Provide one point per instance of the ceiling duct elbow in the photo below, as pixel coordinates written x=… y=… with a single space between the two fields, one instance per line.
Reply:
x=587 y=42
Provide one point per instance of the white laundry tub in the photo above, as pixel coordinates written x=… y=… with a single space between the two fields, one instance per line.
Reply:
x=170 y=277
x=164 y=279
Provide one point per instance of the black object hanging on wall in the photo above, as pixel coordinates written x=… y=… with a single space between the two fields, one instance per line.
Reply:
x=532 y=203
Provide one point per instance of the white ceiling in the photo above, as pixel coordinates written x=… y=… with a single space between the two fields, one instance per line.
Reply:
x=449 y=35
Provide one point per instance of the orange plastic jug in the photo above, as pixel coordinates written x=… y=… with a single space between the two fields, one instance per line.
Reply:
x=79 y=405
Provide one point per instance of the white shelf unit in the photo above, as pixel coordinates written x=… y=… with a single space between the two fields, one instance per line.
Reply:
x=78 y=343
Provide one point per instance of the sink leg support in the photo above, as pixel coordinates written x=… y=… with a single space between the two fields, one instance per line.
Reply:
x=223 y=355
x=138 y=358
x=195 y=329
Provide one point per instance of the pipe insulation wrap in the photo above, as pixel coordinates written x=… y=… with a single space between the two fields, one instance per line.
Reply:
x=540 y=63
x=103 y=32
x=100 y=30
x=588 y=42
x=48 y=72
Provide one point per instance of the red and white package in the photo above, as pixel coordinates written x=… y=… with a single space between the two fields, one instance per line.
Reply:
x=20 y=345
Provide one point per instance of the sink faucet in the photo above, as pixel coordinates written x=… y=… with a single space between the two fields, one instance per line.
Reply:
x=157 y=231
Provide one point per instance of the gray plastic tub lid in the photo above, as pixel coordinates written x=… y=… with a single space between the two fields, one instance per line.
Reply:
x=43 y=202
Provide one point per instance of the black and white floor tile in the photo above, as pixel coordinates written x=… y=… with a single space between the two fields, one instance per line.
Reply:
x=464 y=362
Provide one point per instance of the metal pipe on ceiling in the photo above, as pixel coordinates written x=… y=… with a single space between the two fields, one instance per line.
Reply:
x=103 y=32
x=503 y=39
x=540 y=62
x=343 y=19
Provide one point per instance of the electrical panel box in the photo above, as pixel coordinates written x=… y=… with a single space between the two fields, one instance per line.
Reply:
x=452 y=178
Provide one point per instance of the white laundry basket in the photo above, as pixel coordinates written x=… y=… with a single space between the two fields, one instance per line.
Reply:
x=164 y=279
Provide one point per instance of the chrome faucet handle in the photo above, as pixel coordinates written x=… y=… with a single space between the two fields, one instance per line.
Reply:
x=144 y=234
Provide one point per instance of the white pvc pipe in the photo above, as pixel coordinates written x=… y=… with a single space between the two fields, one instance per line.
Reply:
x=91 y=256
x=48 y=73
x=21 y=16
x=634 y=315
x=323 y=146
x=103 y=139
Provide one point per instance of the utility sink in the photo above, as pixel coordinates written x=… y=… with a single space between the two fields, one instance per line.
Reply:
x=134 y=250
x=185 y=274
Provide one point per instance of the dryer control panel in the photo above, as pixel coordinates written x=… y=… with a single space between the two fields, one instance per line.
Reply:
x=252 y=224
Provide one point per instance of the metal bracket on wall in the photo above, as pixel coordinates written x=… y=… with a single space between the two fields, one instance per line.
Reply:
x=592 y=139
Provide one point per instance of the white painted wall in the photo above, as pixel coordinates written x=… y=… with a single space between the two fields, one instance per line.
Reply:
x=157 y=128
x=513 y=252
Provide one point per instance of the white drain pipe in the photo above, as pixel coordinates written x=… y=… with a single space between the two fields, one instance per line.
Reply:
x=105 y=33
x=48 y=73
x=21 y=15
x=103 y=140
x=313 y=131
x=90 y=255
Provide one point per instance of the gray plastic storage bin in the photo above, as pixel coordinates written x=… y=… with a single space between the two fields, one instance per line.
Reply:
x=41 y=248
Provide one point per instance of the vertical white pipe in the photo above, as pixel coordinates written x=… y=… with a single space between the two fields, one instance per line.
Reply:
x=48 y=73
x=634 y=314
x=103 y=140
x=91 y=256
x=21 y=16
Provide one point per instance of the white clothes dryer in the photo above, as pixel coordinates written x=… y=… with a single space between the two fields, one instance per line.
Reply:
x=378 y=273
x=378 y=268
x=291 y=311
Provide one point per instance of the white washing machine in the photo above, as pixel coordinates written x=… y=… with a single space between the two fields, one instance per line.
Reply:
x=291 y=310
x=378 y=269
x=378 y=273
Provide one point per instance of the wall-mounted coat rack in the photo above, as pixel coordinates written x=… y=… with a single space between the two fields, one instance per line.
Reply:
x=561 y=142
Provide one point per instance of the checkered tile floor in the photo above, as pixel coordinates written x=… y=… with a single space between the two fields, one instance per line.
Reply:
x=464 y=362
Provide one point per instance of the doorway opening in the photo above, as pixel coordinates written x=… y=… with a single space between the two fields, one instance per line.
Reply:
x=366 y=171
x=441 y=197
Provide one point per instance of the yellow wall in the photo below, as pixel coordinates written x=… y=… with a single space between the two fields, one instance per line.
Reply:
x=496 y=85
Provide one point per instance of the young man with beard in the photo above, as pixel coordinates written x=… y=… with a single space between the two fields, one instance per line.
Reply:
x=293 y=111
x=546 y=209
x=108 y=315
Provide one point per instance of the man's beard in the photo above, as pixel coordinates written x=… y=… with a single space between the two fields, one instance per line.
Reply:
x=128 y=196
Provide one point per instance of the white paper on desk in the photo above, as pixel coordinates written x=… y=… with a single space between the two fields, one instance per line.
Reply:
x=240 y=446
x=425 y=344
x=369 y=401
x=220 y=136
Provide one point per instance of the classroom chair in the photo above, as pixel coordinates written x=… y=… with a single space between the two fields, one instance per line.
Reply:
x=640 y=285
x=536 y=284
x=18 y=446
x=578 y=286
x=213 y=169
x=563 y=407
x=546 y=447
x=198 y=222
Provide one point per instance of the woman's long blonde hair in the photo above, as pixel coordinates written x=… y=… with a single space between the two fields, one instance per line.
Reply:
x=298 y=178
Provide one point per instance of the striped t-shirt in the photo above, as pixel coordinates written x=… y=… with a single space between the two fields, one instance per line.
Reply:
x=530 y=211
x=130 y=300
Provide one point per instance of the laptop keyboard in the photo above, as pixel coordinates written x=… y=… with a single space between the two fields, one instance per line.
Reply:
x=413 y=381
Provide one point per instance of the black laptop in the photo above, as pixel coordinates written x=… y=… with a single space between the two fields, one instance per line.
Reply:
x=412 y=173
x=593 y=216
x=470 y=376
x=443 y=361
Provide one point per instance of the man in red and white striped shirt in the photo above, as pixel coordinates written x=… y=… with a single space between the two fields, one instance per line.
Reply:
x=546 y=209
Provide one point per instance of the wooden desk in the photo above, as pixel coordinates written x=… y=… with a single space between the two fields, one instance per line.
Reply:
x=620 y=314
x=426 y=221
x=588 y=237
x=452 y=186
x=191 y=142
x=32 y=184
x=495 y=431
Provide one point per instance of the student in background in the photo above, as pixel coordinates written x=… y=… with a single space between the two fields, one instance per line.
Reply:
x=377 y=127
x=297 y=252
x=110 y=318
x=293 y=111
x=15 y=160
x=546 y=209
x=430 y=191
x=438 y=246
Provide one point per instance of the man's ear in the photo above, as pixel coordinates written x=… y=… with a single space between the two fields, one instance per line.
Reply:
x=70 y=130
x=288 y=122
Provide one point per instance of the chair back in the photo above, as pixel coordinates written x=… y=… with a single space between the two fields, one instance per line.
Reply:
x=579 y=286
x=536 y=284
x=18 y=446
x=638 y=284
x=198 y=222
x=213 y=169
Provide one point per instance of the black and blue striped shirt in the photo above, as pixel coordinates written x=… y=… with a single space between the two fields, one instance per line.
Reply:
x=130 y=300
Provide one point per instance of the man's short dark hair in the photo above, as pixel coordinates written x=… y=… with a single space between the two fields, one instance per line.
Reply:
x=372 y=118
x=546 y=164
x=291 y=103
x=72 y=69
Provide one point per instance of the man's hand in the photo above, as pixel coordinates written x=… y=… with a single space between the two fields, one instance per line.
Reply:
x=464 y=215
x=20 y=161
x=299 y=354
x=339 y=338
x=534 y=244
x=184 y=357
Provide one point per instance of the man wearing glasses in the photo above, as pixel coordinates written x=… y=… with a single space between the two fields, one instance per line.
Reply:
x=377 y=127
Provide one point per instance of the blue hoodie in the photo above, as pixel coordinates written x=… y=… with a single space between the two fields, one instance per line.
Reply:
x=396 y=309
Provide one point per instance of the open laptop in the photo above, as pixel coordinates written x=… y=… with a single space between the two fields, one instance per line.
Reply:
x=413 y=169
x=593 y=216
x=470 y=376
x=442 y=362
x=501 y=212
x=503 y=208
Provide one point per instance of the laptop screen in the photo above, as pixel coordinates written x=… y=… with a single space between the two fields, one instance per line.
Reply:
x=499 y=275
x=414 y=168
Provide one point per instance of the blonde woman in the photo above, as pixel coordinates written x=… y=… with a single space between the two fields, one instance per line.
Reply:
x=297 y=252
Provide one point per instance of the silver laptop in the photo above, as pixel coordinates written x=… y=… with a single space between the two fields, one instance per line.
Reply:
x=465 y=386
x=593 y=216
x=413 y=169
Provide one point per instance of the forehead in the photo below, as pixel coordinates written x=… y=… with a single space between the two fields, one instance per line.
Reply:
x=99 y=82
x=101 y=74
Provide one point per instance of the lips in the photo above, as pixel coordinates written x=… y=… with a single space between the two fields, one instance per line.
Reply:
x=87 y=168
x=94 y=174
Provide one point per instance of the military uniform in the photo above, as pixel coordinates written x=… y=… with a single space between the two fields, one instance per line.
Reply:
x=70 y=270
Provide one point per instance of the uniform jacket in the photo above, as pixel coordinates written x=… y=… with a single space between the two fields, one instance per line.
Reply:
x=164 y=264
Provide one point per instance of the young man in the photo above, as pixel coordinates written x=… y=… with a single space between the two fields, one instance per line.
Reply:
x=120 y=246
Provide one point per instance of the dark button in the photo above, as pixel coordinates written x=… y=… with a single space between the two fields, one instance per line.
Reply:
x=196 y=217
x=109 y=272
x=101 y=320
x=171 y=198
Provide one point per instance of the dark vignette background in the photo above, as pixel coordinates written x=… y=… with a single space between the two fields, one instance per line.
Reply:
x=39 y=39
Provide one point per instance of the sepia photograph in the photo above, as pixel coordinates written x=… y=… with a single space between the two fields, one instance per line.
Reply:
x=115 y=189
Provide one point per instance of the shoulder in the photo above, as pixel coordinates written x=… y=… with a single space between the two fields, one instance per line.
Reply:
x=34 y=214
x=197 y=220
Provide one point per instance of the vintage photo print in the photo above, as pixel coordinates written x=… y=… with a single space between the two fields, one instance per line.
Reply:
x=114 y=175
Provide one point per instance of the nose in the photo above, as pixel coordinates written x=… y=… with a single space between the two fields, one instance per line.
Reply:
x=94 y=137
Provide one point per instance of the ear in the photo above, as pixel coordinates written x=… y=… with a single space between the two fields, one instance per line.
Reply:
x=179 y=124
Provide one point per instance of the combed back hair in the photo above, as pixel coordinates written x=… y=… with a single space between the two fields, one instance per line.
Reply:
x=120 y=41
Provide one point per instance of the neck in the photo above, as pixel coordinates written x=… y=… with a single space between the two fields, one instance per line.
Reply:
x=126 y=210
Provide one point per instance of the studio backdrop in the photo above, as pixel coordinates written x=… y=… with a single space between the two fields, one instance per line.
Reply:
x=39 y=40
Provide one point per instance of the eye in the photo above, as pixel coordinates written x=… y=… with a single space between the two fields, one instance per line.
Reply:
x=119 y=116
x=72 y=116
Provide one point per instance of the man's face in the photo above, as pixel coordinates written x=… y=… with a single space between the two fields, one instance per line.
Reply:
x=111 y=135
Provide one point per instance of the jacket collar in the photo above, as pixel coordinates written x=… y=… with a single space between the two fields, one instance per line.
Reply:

----------------------------------------

Show the lines above with "metal".

Provide one point per instance of the metal pipe on ceiling in the photo above, as pixel coordinates written x=… y=… with a single space between the two fields, one instance per line.
Provide one point per instance of the metal bracket on wall in the photo above, as pixel coordinates written x=… y=… with a single space between the two fields, one instance per line.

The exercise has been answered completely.